## Task goal
Retype the data exactly. Spelling and punctuation stay as they are.

[Start of section]

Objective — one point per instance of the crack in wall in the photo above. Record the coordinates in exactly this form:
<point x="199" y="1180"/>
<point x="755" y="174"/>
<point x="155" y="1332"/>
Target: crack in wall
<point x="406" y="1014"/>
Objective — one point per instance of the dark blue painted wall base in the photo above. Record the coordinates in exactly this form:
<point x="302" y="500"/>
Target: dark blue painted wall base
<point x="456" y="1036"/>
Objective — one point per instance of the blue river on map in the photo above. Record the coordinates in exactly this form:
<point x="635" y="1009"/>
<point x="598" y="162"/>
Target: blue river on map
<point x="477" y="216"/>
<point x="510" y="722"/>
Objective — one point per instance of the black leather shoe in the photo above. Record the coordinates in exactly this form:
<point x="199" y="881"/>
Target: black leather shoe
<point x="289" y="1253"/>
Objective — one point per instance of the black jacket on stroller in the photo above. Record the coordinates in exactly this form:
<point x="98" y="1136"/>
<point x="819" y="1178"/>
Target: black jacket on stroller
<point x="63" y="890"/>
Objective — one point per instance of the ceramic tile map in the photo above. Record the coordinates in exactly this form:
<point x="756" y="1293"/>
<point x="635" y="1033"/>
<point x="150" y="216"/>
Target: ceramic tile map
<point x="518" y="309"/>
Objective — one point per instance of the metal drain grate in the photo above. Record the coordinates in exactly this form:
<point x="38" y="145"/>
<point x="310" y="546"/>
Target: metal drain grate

[End of section]

## Completed task
Objective — one point per instance of the crack in wall in the photo above. Record the coordinates in exactly this form:
<point x="199" y="1180"/>
<point x="755" y="174"/>
<point x="155" y="1332"/>
Target: crack in wall
<point x="406" y="1014"/>
Objective — one point per instance of the dark blue painted wall base in the photo above. Record the coordinates in exactly this form:
<point x="302" y="500"/>
Target: dark blue painted wall base
<point x="456" y="1036"/>
Objective — one point per instance of the blue river on map in the photo above. Record the coordinates in exactly this form:
<point x="635" y="1009"/>
<point x="598" y="162"/>
Target: blue river on map
<point x="477" y="216"/>
<point x="510" y="722"/>
Objective — one point per instance of the black leather shoe in the photo above. Record the coordinates in exactly this form:
<point x="199" y="881"/>
Target: black leather shoe
<point x="289" y="1253"/>
Objective — one point per instance of the black jacket on stroller in the photo above. Record the coordinates in exactly this form:
<point x="98" y="1136"/>
<point x="819" y="1178"/>
Target: black jacket on stroller
<point x="63" y="890"/>
Objective — one point per instance of the ceramic tile map in the photo above. Record the coordinates in exactly this form:
<point x="756" y="1293"/>
<point x="635" y="1033"/>
<point x="150" y="216"/>
Target: ceramic tile map
<point x="518" y="309"/>
Objective — one point per instance of the metal drain grate in the photo above. Record the coordinates in exactly this form:
<point x="38" y="145"/>
<point x="310" y="546"/>
Target: metal drain grate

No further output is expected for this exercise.